■ **EXTRACTED DATA**:

◆ ◆ ◆

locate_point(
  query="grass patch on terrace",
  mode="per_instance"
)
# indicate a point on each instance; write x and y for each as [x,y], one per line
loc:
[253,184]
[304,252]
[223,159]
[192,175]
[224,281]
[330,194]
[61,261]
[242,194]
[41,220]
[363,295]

◆ ◆ ◆

■ **YOUR GOAL**: Word for word, reproduce every line of the data.

■ **EXERCISE SOLUTION**:
locate_point(
  query="grass patch on terrace",
  mode="per_instance"
)
# indicate a point on each instance; write x and y for each as [x,y], one per line
loc:
[253,184]
[304,252]
[223,159]
[192,175]
[224,281]
[330,194]
[61,261]
[242,194]
[41,220]
[363,295]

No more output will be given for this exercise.